_What is expected:_
Render the rows below as a JSON list of strings, starting with the line that contains "Please locate the tree" and going on through the line that contains "[3,110,29,124]", both lines included. Use one string per line and leave out any blank lines.

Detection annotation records
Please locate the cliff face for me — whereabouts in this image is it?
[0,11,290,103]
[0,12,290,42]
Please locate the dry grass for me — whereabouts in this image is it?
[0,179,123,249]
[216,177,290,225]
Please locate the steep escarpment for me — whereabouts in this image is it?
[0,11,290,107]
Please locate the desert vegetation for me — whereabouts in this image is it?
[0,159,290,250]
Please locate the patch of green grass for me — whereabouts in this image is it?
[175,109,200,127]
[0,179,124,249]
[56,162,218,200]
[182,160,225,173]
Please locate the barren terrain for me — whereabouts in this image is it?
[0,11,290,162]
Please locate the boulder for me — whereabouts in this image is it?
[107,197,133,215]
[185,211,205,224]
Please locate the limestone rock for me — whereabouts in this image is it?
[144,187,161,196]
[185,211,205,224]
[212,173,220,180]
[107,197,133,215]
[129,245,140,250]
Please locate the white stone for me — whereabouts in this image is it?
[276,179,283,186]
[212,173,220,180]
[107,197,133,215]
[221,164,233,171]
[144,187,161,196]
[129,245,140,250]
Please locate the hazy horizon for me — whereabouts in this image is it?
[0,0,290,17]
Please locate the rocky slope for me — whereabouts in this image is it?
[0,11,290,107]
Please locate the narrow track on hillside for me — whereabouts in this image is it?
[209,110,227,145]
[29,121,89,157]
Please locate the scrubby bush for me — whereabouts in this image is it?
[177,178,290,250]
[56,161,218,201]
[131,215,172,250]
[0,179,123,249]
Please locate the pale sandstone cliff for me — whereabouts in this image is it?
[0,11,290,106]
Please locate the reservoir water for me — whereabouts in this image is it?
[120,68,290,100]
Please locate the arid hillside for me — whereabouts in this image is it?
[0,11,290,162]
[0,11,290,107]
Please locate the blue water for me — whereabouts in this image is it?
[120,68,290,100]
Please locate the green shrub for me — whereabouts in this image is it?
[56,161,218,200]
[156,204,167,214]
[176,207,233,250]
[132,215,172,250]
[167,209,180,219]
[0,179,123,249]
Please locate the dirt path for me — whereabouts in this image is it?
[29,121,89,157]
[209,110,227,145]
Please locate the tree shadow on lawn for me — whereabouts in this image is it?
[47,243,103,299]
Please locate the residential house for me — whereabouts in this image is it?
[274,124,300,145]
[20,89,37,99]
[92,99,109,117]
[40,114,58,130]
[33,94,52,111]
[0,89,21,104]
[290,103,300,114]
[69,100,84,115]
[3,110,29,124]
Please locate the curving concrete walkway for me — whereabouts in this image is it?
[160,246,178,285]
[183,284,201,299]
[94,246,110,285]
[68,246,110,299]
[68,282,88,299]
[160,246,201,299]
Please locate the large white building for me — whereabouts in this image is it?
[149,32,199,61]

_Solution for this task:_
[
  "Please locate the tree shadow on lawn for me — whereabouts in this image is it?",
  "[47,243,103,299]",
  "Please locate the residential house for me — whereabouts in this image is it?",
  "[274,124,300,145]",
  "[20,89,37,99]",
  "[92,99,109,117]",
  "[40,114,58,130]",
  "[33,94,52,111]",
  "[0,89,21,104]",
  "[290,103,300,114]",
  "[69,100,84,115]",
  "[3,110,29,124]"
]